Una de las derivaciones más inesperadas de la crisis en las
relaciones entre Brasil y Estados Unidos, misma que diera origen al duro
discurso de la presidenta Dilma Rousseff ante la Asamblea General
de la ONU y la
cancelación de la “visita de Estado” a Washington –programada para octubre
pasado– repercutió directamente sobre un tema que rondaba en los despachos
oficiales de Brasilia desde 2005 y que hasta hace pocos días permanecía irresuelto:
la muy controvertida renovación de la flota de 36 aviones caza que Brasil
necesita para controlar su espacio aéreo y, principalmente, el de la enorme
cuenca amazónica y subamazónica.
En opinión de los expertos brasileños, la flota de la cual
dispone actualmente
Brasil es obsoleta o, en el mejor de los casos, insuficiente,
y la necesidad de su urgente renovación no podía ser demorada. Sin embargo,
después de años de estudios, informes y pruebas no se llegaba a un acuerdo
entre los actores involucrados en la decisión. Las propuestas consideradas por
la licitación convocada en 2001 por el Gobierno brasileño eran tres: el Boeing
F/A-18 E/F Super Hornet (originalmente fabricado por la firma norteamericana
McDonnell Douglas, posteriormente adquirida por la Boeing), los Dassault
Rafale de Francia y el SAAB Gripen-NG sueco. Una alternativa, descartada ab initio por razones nunca aclaradas
pero indudablemente políticas, fue el Sukhoi Su-35, de fabricación rusa. Así
las cosas, en un primer momento una parte mayoritaria del alto mando de la Fuerza Aérea
Brasileña (FAB) y diversos sectores de la burocracia política y diplomática de
Brasilia se inclinaban por adquirir los nuevos equipos en Estados Unidos,
mientras otros favorecían los Rafale franceses y un sector francamente minoritario
a los suecos Gripen-NG. El disenso condujo a la parálisis y Lula, pese a su
indiscutible autoridad, tuvo que resignarse a terminar su mandato sin poder
resolver el impasse, aunque era por todos conocidos que se inclinaba a favor de
los Rafale. La indecisión terminó hace un par de días con una decisión muy
desafortunada, la menos mala pero muy lejos de ser la mejor, como se verá más
adelante: adquirir los Gripen-NG suecos.
++++++++++
▸ TAREAS A REALIZAR
A – Repite sin ningún cambio el fragmento del texto sobre los aviones caza de Brasil que va desde "Una de las derivaciones" hasta "amazónica y subamazónica.", ambos incluidos.
B – Cuenta las líneas de los registros que contienen la cadena "floor", teniendo en cuenta mayúsculas y minúsculas, y responde únicamente con el número.

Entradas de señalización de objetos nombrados
++++++++++
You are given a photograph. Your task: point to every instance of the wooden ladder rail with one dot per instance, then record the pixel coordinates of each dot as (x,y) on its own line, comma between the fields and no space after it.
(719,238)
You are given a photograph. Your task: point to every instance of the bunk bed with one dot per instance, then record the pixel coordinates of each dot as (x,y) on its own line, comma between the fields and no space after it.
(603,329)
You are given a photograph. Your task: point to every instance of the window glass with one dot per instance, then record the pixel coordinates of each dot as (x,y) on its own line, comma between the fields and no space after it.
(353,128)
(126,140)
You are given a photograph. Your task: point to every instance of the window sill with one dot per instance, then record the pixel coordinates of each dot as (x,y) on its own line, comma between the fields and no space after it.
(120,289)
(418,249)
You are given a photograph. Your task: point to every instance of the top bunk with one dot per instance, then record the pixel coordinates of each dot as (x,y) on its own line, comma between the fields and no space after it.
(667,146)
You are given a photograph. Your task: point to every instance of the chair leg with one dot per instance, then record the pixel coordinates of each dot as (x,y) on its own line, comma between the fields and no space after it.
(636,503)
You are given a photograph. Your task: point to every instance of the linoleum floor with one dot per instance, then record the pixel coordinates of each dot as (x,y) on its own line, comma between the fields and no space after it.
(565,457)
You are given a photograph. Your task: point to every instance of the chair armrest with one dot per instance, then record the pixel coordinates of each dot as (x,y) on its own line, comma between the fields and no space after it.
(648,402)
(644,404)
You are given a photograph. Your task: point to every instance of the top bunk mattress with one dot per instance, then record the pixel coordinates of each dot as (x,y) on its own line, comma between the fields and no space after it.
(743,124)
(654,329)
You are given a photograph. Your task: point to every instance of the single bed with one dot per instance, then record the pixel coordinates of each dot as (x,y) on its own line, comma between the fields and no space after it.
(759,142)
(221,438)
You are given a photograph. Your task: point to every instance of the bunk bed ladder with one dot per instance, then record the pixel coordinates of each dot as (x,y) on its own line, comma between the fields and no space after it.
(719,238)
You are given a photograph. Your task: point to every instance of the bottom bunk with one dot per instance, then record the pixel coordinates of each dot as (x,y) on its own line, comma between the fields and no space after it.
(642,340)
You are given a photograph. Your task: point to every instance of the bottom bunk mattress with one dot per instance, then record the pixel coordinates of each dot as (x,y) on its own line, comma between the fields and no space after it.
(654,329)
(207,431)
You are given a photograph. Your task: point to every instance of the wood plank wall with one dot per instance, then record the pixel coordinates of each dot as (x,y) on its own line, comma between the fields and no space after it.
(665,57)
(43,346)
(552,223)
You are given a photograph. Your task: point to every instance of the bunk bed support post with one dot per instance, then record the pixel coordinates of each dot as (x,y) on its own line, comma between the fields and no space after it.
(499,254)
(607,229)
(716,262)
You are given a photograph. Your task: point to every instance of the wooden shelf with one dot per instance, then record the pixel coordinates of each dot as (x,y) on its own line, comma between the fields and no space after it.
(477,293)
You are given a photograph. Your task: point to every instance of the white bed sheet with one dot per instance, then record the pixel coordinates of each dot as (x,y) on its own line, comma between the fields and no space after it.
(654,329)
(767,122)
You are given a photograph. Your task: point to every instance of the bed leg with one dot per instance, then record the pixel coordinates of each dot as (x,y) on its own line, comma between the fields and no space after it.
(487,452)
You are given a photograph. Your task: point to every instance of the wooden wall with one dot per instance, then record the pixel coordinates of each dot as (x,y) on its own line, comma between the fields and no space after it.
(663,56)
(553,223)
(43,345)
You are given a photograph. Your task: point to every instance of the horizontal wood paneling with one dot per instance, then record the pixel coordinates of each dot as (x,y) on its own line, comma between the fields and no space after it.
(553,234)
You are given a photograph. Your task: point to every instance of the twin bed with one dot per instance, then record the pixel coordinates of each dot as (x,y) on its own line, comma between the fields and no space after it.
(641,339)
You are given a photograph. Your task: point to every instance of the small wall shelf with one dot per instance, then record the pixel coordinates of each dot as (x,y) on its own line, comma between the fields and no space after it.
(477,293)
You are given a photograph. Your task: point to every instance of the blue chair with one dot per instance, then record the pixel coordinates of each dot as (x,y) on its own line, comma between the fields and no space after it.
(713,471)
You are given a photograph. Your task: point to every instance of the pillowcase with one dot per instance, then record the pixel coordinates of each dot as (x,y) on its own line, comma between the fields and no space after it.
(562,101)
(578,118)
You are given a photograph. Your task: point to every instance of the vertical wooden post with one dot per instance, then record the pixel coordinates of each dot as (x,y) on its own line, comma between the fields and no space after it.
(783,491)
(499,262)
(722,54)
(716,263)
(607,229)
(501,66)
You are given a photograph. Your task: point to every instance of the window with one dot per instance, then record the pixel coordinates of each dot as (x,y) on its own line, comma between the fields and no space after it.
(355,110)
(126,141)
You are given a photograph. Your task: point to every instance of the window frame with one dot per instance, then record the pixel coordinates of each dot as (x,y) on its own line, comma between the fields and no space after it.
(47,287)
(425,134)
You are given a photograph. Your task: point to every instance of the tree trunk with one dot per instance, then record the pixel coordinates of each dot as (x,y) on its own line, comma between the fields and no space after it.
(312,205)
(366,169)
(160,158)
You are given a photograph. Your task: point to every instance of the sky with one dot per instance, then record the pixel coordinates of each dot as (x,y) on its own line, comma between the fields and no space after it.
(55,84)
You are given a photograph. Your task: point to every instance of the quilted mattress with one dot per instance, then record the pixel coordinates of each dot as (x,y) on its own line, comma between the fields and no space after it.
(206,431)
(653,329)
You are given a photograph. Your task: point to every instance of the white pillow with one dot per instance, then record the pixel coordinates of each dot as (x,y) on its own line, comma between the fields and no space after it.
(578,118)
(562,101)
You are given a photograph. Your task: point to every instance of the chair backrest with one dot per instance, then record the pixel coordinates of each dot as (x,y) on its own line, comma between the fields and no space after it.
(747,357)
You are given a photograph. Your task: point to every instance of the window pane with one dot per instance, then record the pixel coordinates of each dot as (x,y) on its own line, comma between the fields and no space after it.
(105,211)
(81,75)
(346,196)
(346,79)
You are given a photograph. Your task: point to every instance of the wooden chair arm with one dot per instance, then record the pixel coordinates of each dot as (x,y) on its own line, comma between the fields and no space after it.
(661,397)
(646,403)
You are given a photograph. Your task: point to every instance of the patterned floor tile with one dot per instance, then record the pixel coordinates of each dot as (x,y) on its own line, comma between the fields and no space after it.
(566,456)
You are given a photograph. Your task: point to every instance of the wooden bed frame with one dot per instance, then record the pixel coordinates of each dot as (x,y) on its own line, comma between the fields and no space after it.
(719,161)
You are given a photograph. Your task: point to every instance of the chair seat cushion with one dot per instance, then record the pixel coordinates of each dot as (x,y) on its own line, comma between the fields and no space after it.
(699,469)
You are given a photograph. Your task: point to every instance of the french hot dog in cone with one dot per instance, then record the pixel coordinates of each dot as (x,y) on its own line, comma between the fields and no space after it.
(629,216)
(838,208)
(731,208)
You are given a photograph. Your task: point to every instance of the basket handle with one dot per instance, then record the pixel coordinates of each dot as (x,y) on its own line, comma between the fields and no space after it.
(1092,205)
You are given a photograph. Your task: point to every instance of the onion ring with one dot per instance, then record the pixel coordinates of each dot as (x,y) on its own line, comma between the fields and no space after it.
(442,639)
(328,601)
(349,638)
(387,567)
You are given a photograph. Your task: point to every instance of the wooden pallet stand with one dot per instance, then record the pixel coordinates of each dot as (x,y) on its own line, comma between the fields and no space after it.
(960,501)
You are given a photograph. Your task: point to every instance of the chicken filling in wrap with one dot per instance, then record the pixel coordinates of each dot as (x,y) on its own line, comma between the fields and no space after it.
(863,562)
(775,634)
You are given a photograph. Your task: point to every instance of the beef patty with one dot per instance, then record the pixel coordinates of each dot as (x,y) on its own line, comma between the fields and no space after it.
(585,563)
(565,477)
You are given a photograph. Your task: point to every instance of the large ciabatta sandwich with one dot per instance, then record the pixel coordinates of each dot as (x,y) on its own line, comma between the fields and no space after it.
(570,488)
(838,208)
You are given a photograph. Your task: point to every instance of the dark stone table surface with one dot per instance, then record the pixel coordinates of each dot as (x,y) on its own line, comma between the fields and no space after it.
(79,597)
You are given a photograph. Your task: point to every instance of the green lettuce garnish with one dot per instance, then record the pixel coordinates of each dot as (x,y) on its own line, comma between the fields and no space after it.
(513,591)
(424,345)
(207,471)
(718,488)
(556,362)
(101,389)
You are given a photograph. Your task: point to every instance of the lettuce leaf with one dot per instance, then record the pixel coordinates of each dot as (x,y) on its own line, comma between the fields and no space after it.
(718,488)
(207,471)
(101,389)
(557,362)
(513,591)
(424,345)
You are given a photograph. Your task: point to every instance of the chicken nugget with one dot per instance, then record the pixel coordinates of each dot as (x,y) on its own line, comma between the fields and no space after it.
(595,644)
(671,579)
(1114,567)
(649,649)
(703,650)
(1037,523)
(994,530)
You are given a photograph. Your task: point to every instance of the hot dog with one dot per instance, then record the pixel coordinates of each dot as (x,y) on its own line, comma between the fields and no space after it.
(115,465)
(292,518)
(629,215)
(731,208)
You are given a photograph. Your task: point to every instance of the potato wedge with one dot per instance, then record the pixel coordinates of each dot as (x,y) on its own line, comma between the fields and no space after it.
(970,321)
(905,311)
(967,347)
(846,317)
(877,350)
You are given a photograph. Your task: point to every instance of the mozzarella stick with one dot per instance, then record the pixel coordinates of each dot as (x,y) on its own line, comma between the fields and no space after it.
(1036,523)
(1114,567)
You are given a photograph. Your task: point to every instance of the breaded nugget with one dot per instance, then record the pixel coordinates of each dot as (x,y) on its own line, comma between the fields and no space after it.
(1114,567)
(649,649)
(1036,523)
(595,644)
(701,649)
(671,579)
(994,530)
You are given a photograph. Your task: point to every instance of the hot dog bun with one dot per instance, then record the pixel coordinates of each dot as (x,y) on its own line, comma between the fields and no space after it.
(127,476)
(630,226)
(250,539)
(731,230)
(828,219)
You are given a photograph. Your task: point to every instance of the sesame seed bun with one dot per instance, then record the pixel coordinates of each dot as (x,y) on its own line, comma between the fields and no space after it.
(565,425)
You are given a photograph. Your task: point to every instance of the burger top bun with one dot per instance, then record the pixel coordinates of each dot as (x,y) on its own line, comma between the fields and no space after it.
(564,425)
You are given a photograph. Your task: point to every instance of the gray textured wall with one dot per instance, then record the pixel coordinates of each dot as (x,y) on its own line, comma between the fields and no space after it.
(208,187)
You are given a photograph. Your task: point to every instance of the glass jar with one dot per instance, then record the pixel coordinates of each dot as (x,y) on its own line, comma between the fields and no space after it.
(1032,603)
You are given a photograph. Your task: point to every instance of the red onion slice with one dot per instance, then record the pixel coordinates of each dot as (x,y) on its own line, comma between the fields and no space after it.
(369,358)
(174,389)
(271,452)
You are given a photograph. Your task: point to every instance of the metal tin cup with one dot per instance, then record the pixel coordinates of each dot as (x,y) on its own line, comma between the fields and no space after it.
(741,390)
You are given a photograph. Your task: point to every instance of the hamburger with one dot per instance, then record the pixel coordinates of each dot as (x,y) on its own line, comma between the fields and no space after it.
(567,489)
++++++++++
▸ RESPUESTAS A EJERCICIOS
A –
Una de las derivaciones más inesperadas de la crisis en las
relaciones entre Brasil y Estados Unidos, misma que diera origen al duro
discurso de la presidenta Dilma Rousseff ante la Asamblea General
de la ONU y la
cancelación de la “visita de Estado” a Washington –programada para octubre
pasado– repercutió directamente sobre un tema que rondaba en los despachos
oficiales de Brasilia desde 2005 y que hasta hace pocos días permanecía irresuelto:
la muy controvertida renovación de la flota de 36 aviones caza que Brasil
necesita para controlar su espacio aéreo y, principalmente, el de la enorme
cuenca amazónica y subamazónica.

B – 2